>> START DATA ENTRIES

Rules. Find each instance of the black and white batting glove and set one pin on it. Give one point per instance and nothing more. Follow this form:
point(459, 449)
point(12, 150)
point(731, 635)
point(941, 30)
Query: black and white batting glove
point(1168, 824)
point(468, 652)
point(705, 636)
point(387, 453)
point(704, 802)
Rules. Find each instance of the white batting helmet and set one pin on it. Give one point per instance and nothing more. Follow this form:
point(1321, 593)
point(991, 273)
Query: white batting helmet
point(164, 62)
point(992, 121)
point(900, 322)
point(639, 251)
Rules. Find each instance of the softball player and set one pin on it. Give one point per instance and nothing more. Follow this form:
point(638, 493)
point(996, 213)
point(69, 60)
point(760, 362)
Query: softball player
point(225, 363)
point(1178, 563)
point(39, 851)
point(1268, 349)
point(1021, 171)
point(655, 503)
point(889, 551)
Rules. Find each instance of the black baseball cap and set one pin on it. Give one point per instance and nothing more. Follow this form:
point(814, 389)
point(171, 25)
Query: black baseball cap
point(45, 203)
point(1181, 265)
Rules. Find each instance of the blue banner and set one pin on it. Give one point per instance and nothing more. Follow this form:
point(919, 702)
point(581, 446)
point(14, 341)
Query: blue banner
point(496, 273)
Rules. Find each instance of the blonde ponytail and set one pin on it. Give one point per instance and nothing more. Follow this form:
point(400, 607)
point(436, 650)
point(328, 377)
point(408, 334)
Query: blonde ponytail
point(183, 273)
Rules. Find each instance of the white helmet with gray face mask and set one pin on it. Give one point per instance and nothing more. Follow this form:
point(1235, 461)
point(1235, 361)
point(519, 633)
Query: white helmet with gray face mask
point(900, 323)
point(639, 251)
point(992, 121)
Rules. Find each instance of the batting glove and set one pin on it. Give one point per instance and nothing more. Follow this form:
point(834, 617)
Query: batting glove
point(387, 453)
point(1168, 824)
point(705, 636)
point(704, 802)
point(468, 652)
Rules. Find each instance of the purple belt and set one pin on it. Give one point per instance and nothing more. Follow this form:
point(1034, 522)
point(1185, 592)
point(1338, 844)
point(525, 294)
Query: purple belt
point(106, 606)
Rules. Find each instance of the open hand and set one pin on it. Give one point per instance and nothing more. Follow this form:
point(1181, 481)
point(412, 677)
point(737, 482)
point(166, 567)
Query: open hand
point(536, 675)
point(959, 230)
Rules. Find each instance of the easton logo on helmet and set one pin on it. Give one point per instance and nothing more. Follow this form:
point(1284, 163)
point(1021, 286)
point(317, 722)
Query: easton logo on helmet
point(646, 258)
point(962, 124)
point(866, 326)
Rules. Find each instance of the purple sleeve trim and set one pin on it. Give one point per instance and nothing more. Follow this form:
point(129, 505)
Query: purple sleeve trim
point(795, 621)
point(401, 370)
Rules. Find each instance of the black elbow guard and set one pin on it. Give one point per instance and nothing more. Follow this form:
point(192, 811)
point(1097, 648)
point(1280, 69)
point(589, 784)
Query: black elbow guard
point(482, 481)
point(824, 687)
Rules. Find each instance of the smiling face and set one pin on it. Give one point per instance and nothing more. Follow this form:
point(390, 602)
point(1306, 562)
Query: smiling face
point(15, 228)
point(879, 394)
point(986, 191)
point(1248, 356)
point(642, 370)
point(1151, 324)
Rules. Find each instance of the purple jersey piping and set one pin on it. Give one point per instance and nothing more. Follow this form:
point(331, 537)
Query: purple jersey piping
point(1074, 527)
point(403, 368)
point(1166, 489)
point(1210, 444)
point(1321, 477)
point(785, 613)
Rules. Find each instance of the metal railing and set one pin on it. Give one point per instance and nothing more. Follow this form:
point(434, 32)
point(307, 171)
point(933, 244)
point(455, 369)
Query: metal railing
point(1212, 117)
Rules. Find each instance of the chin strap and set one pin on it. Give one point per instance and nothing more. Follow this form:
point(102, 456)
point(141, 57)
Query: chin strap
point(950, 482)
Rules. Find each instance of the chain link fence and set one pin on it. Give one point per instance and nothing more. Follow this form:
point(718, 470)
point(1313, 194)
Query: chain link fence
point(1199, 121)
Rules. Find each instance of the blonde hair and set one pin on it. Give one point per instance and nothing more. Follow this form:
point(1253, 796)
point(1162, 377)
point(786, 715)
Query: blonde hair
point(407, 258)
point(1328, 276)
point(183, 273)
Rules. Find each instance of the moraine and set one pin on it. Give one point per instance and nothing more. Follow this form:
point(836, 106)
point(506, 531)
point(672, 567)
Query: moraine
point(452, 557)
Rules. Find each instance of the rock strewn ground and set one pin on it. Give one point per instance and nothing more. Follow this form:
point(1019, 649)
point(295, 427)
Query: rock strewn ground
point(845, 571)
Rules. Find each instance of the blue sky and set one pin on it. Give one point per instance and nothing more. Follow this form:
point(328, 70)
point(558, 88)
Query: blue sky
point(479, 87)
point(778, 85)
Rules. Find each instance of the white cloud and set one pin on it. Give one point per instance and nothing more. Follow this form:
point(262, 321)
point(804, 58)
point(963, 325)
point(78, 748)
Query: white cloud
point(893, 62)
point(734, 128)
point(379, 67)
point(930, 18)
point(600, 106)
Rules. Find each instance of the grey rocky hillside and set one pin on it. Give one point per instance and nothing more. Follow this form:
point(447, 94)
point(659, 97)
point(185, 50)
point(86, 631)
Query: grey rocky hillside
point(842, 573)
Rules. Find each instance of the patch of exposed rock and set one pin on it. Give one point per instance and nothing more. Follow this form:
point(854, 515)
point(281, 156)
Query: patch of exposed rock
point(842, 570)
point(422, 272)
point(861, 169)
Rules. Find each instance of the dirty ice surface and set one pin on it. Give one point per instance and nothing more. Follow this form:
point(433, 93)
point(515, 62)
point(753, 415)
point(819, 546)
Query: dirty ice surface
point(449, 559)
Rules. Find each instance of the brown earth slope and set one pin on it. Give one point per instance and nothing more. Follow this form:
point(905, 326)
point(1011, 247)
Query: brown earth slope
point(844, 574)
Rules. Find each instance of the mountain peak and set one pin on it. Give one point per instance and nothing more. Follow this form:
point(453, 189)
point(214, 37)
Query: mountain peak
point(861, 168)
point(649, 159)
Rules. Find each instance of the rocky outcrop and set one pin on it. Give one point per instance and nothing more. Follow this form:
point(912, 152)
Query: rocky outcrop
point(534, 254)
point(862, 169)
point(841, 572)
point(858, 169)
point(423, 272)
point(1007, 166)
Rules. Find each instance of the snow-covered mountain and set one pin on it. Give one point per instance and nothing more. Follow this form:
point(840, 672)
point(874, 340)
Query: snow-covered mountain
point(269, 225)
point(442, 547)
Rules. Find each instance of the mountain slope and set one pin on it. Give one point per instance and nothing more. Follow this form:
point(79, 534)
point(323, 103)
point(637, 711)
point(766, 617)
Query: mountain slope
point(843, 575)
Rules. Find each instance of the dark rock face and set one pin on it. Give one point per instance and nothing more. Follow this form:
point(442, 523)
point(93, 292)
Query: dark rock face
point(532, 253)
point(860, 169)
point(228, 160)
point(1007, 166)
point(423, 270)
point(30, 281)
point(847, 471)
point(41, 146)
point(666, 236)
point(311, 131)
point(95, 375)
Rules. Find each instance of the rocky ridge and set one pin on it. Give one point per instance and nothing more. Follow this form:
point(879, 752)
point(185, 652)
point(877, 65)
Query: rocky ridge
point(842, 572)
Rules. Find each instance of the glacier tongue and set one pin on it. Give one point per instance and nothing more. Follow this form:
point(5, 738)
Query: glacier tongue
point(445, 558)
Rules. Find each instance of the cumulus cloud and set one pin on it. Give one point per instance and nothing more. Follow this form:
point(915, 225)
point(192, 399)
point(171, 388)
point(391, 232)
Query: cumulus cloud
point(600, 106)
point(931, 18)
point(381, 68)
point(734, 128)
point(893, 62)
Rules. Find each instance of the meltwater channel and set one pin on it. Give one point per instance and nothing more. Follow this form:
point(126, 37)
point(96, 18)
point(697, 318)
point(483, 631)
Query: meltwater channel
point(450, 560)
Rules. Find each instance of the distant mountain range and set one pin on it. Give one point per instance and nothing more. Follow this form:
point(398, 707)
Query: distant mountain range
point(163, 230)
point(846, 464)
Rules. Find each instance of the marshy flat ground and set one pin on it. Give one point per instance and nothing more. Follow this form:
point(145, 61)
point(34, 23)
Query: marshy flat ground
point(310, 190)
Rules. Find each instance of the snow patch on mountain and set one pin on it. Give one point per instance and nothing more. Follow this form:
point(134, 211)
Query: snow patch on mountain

>> END DATA ENTRIES

TASK REQUIREMENTS — Rewrite the entries above as a Markdown table with the columns Row and Line, starting with the line that contains "Rules. Find each instance of the metal" and continuing through the line that contains "point(1212, 117)". Leave out any blank lines.

EXERCISE RESULT —
| Row | Line |
|---|---|
| 1 | Rules. Find each instance of the metal railing and set one pin on it. Give one point per instance and nothing more. Follow this form: |
| 2 | point(434, 32) |
| 3 | point(307, 171) |
| 4 | point(933, 244) |
| 5 | point(455, 369) |
| 6 | Query: metal railing |
| 7 | point(1212, 117) |